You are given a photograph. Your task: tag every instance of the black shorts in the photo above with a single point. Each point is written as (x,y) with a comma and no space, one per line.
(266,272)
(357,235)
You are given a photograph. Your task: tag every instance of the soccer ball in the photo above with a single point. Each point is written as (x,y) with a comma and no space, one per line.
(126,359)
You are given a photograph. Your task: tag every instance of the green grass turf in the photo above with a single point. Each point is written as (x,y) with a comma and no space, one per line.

§ **Instructions to follow**
Copy every line above word for word.

§ **Answer to the task**
You are given a photograph. Your task: tag every instance of the black shorts in the photo above with a single point. Each point is written as (x,y) with a comma and no space, one per line.
(266,272)
(357,235)
You are given a photograph. Your task: tag every instance of the soccer ball in the photo above with a single point. Each point is written as (x,y) with a comma and no space, one per line.
(126,359)
You are given a photograph. Your task: tag every instance of the green grass turf in the photo above with a single point. Each point is written as (x,y) with a comma and no space, one per line.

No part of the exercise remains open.